"""
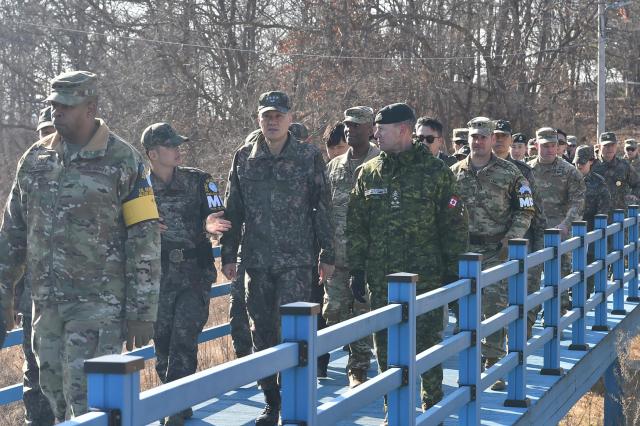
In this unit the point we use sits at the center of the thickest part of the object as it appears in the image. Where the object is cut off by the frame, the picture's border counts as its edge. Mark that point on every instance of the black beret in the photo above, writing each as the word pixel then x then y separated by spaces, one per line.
pixel 395 113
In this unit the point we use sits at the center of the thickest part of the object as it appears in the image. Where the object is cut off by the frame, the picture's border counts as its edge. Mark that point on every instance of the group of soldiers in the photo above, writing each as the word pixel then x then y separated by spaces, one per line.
pixel 109 245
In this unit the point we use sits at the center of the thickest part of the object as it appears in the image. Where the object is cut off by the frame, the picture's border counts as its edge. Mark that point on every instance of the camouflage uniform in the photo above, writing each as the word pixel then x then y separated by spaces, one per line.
pixel 500 206
pixel 405 216
pixel 339 303
pixel 187 269
pixel 283 202
pixel 65 222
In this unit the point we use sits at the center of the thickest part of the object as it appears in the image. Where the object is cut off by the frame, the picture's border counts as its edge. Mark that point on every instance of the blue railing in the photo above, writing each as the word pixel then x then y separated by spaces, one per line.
"""
Exercise directions. The copy should match the records above exactly, except that pictures are dropped.

Solved exercise.
In this unit the point we use sits at the center of the thickest part of the object as it appears in the image. Where the object is cut off by the frame, the picture's border counts as its edge. Mark that point on every instance of the black beret in the photo above, writing each as the word pixel then x then y separated by spaces, one per line.
pixel 395 113
In this unit the point we use sits at the center of the thickest part of the object as it appears in the image. Where the object is cut off by the frame, the picture's border counts as its edge. Mark that point on every instance of the group of soldiers in the photo above, writing each as the word pixel then x then y separated by spaces, one per line.
pixel 109 245
In this unit the point we use sits at the center of the thickest part of the object as it appears in the image. Where the object is cut off by the frame, the picture's border counts as its edge. Mark that point on every instance of the camouflage uniform in the photo above, writing each as the word pixel then x then y separated by spaces, one per line.
pixel 500 206
pixel 405 216
pixel 339 303
pixel 187 269
pixel 283 202
pixel 65 222
In this unit the point we use sits at the center of the thickest part of the object as it appears in the image. Where the object is cut off by the frame, the picture's border counts as its edge. Mark that point on every instance of the blue railing in the photo above, writing each as the word pixel then x then y separated by spaces, one per line.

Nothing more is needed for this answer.